**Problem statement**. Can you repeat each of the rows below word for word, leaving every character as it is?

[START]

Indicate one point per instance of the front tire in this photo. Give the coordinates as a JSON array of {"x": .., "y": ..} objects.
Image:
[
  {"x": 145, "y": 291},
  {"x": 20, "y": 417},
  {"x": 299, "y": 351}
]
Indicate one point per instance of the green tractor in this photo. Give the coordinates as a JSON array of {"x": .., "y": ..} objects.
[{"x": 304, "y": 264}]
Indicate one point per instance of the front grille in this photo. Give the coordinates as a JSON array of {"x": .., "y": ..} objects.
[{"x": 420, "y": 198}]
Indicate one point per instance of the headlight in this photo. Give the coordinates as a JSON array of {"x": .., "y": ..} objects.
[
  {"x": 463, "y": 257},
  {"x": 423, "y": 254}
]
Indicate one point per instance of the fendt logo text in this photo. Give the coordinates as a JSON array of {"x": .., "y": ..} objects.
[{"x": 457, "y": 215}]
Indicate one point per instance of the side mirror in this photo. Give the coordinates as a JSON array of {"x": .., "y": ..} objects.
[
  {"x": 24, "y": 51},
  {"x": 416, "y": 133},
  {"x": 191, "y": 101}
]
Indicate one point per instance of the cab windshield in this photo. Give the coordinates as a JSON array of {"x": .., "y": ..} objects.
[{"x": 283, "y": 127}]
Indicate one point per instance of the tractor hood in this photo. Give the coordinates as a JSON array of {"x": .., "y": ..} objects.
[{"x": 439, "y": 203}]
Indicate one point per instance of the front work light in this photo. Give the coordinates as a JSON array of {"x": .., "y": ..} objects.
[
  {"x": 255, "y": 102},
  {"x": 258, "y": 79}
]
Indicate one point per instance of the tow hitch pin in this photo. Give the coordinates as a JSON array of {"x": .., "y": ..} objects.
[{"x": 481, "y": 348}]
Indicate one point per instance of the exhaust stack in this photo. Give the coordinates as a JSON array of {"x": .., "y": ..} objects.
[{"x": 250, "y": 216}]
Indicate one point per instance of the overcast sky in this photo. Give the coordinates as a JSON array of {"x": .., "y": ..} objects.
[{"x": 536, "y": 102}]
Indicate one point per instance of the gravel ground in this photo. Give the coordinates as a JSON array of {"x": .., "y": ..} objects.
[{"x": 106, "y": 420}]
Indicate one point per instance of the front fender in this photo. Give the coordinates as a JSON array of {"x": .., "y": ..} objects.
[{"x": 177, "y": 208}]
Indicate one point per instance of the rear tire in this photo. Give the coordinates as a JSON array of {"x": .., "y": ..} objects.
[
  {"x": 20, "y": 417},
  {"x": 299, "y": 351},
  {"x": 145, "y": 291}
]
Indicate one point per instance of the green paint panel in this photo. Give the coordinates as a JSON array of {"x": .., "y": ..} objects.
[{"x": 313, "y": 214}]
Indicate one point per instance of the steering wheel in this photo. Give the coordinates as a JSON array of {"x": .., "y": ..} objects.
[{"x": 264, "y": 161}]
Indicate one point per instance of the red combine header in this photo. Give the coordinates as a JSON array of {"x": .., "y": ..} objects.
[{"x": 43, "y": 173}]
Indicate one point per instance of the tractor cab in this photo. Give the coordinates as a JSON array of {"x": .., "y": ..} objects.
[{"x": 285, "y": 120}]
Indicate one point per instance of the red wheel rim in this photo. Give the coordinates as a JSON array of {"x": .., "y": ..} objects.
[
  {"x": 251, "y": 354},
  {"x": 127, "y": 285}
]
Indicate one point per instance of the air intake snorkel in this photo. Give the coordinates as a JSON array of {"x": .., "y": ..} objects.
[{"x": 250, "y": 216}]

[END]

**Exercise answer**.
Indicate one point per instance of the front tire in this photo. Give the coordinates as a JSON array of {"x": .., "y": ..} objects.
Image:
[
  {"x": 145, "y": 291},
  {"x": 20, "y": 417},
  {"x": 299, "y": 351}
]
Indicate one point per instance of the green tractor in this photo. Give the coordinates as a JSON array of {"x": .., "y": ..} objects.
[{"x": 304, "y": 264}]
Indicate one point per instance of the front grille in this photo. Give the coordinates as a JSON array of {"x": .., "y": ..} objects.
[{"x": 420, "y": 198}]
Indicate one point per instance of the headlight in this photo. Give the coordinates as a JSON array of {"x": .., "y": ..} objects.
[
  {"x": 463, "y": 257},
  {"x": 423, "y": 254}
]
Indicate one point per instance of the fendt logo text in this photo. Give the coordinates as a JSON array of {"x": .., "y": ..} objects.
[{"x": 457, "y": 215}]
Indicate one point per instance of the side mirror in this photo. Give the coordinates as a JSON array of {"x": .., "y": ..} objects.
[
  {"x": 24, "y": 51},
  {"x": 416, "y": 133},
  {"x": 191, "y": 101}
]
Indicate one point per instance of the cab windshield in this photo. Give the coordinates as a JSON array of {"x": .., "y": ..} objects.
[{"x": 283, "y": 127}]
Indicate one point per instance of the tractor hood in this photo. Give the coordinates as a JSON array of {"x": .., "y": ..} objects.
[{"x": 439, "y": 203}]
Indicate one point per instance of the front work light in this photo. Give the coordinates as a JSON array of {"x": .., "y": ..} objects.
[
  {"x": 255, "y": 102},
  {"x": 258, "y": 79}
]
Indicate one point per instance of the tow hitch pin in this photo. Give the coordinates as a JSON array of {"x": .., "y": ..} objects.
[{"x": 481, "y": 348}]
Indicate one point per instance of the exhaust stack in this photo. Give the coordinates as a JSON array of {"x": .., "y": ..} objects.
[{"x": 250, "y": 216}]
Indicate one point per instance of the overcast sky in this photo. Give the coordinates as a JSON array of {"x": .., "y": ..} objects.
[{"x": 536, "y": 102}]
Indicate one point per instance of the gravel ground in this photo. Give the coordinates as a JSON array of {"x": .., "y": ..} objects.
[{"x": 106, "y": 420}]
Indicate one point per instance of the front fender in this photo. Give the coordinates as a JSON array of {"x": .., "y": ..} objects.
[{"x": 177, "y": 208}]
Indicate one point per instance of the rear tire in this photo. Give the coordinates as a JSON array of {"x": .., "y": ..} objects.
[
  {"x": 20, "y": 417},
  {"x": 299, "y": 351},
  {"x": 145, "y": 291}
]
Indicate one point per instance of the green paint panel in this photo. Give the coordinates as a JSON array of {"x": .., "y": ..} objects.
[{"x": 313, "y": 214}]
Indicate one point per instance of the steering wheel in this photo. Give the coordinates as a JSON array of {"x": .., "y": ..} objects.
[{"x": 264, "y": 161}]
Indicate one point per instance of the red combine header in this photo. Give the coordinates as a JSON array of {"x": .., "y": ..} objects.
[{"x": 43, "y": 173}]
Indicate one point per instance of the tractor cab in this photo. Give the coordinates as a JSON array of {"x": .., "y": ..} objects.
[{"x": 285, "y": 120}]
Indicate one point per instance of the red wheel rim in this photo. Give the coordinates as a JSON array of {"x": .., "y": ..} objects.
[
  {"x": 251, "y": 354},
  {"x": 127, "y": 285}
]
Indicate one point per instance of the air intake snorkel in this photo. Give the coordinates as a JSON array of {"x": .., "y": ..} objects.
[{"x": 250, "y": 216}]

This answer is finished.